=== Provided text ===
Funded by a $250,000 gift from a retired trucking magnate named Sidney Harkema, the new institute was prompted in part by McVety’s impatience with the Evangelical Fellowship, which published a guide for clergy on just how far they could go fighting Bill C-38 without incurring Revenue Canada’s wrath. McVety scoffs at that scrupulousness. “There’s nothing in the regulations that says we’re second-class citizens not allowed to have a voice,” he says.

To head the icv, McVety tapped someone who shared his taste for a more boisterous approach: Joseph Ben-Ami, an Orthodox Jew who’d been B’nai Brith’s point man in Ottawa and a top operative in Stockwell Day’s leadership campaigns. A ubiquitous presence at Conservative and evangelical gatherings, Ben-Ami emerged during last spring’s child-care debate as more than just a quotable source defending Harper’s family allowance. He showed up brandishing Access to Information documents charging that some advocates of public daycare, including the Caledon Institute, had received Liberal government funding. “It’s a con game,” Ben-Ami declared, “and Canadian taxpayers are the victims.”

McVety’s ideological muscle-flexing has provoked charges that he’s financed by the US Christian right. “We haven’t seen one American greenback,” he retorts. Still, his critics could be forgiven for leaping to conclusions. Canada Christian College houses nearly two dozen evangelical tenants, including Oral Roberts Ministries, and just down the hall from McVety’s own office he runs John Hagee’s Canadian command post, dispensing books and dvds that he claims bring in $1 million a year. When McVety visits his televangelist chums south of the border, he says, they’re “appalled” by this country’s legislative developments. “They all say, ‘What’s happened to you?’ ” he reports. “ ‘You’re legalizing gay marriage, you’re legalizing marijuana. You’ve become extremists.’ ”
=== Excerpted records ===
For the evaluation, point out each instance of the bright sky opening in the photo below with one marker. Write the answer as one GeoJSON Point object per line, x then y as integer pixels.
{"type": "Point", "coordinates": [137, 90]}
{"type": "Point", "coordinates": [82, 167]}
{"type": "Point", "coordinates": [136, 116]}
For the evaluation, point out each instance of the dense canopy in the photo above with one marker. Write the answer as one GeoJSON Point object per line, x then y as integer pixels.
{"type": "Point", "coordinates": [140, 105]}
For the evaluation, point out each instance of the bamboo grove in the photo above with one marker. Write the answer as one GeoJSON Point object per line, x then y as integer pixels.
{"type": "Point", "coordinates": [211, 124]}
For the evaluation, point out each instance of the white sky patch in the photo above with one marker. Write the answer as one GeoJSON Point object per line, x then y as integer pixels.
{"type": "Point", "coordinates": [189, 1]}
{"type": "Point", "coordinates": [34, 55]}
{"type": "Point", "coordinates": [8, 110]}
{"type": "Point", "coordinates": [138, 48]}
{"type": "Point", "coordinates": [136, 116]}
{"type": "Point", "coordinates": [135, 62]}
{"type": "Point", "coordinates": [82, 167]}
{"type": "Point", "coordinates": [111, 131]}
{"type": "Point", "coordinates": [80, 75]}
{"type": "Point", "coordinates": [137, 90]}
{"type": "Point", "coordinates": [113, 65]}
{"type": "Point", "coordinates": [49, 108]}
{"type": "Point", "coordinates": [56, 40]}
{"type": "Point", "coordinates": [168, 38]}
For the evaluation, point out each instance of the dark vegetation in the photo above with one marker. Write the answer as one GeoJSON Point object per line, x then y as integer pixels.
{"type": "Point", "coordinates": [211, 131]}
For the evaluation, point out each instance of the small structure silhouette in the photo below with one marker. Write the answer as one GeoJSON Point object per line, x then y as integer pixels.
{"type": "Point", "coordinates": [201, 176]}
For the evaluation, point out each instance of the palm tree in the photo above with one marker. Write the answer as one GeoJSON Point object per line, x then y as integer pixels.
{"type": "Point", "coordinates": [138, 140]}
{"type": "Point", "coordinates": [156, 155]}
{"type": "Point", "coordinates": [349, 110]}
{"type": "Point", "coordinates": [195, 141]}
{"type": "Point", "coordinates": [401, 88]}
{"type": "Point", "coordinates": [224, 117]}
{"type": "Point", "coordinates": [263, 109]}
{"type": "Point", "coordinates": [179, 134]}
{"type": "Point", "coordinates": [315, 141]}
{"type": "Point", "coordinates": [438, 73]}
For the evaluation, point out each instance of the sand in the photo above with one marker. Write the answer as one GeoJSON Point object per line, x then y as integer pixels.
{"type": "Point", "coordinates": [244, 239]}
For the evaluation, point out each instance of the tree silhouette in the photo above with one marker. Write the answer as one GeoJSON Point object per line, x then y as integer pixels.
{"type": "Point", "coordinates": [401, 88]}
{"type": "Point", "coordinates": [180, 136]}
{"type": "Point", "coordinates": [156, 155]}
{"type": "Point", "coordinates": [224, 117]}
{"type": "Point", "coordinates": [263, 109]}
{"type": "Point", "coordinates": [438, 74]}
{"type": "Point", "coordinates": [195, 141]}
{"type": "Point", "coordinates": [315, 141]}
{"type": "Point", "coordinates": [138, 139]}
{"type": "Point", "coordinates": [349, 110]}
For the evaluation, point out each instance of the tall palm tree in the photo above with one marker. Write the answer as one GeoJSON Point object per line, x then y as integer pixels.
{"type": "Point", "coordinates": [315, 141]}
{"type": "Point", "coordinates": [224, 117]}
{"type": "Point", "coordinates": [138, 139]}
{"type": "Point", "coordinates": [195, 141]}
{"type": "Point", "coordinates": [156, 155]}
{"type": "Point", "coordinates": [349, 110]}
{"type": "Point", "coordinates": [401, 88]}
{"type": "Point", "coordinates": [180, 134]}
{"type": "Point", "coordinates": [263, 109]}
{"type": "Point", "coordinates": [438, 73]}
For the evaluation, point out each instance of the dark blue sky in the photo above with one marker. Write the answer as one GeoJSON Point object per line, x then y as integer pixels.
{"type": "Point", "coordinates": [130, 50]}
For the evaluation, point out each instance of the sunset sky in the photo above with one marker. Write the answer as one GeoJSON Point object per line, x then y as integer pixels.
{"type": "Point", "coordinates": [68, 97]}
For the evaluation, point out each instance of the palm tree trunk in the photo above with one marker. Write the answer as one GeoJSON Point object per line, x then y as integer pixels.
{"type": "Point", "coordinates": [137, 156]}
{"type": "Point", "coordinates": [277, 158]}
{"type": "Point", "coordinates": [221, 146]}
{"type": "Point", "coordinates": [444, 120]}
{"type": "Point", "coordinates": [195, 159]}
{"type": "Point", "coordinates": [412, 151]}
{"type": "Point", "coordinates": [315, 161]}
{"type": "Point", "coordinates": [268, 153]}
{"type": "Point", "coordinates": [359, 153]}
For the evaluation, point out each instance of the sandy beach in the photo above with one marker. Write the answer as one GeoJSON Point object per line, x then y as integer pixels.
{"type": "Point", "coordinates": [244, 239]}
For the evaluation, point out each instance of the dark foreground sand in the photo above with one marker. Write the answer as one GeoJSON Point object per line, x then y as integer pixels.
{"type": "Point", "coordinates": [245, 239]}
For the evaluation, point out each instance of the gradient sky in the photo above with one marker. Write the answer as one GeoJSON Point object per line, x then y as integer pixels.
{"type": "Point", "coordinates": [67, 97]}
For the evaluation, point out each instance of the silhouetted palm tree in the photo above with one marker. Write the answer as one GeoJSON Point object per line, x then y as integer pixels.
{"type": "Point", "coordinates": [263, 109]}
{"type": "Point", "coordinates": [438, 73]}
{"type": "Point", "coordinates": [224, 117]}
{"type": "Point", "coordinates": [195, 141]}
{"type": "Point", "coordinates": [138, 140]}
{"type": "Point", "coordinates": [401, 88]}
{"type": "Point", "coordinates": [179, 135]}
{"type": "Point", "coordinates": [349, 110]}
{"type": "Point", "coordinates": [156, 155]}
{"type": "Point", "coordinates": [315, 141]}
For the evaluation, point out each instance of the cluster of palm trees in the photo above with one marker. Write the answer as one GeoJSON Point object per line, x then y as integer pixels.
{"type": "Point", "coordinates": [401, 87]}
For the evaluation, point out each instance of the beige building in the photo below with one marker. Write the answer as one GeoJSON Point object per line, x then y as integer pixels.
===
[Short exercise] Write the next few paragraphs of the article on McVety and evangelical activism in Canadian politics, starting right after its last sentence.

[Response below]
McVety has turned to key strategists who choreographed the religious right’s takeover of the Republican Party to help stop that drift. Two years ago, he imported Jerry Falwell for an “Emergency Pastors Briefing” to rally four hundred evangelical clergymen against a bill that included making denunciations of homosexuality a hate crime. Then last December, still smarting from their failure to stop Bill C-38, McVety and Ben-Ami launched the Institute for Canadian Values with a gala dinner tutorial from Ralph Reed, the boyish tactical wizard behind Pat Robertson’s Christian Coalition, which succeeded Falwell’s Moral Majority and helped mobilize the South for Bush. With nearly two million believers in his grassroots guerrilla force, Reed terrified liberal Republicans with his organizational stealth. “I paint my face and travel at night,” he once boasted. “You don’t know it’s over until you’re in a body bag. You don’t know until election night.”

By the time Reed appeared at Canada Christian College, his influence was waning. His bid to become Georgia’s lieutenant-governor was foundering, and he was embroiled in the casino-lobbying scandals that sent his sometime business partner, Jack Abramoff, to prison. But his appearance a day after the federal election call drew a sold-out crowd of evangelical and Conservative activists, including Senator Anne Cools and McVety’s old friend Jim Flaherty who, as Ontario’s attorney general, had once called for jailing the homeless.

Reed warned his audience that “if the people of the church don’t get involved, somebody else will,” and urged them not merely to organize meticulously, but to be bold. “He said, ‘Never run and hide,’ ” McVety recounts. “Never allow anyone to tell you family values are a liability. They’re only a liability in the media, never at the ballot box.” But Reed also offered a lesson on how to take over a nomination contest or a riding. “He taught us all that only a handful of people actually go and seriously volunteer to get someone elected,” McVety says. “We’re talking about 150 people per riding. Tiny numbers! This is the size of a small church.”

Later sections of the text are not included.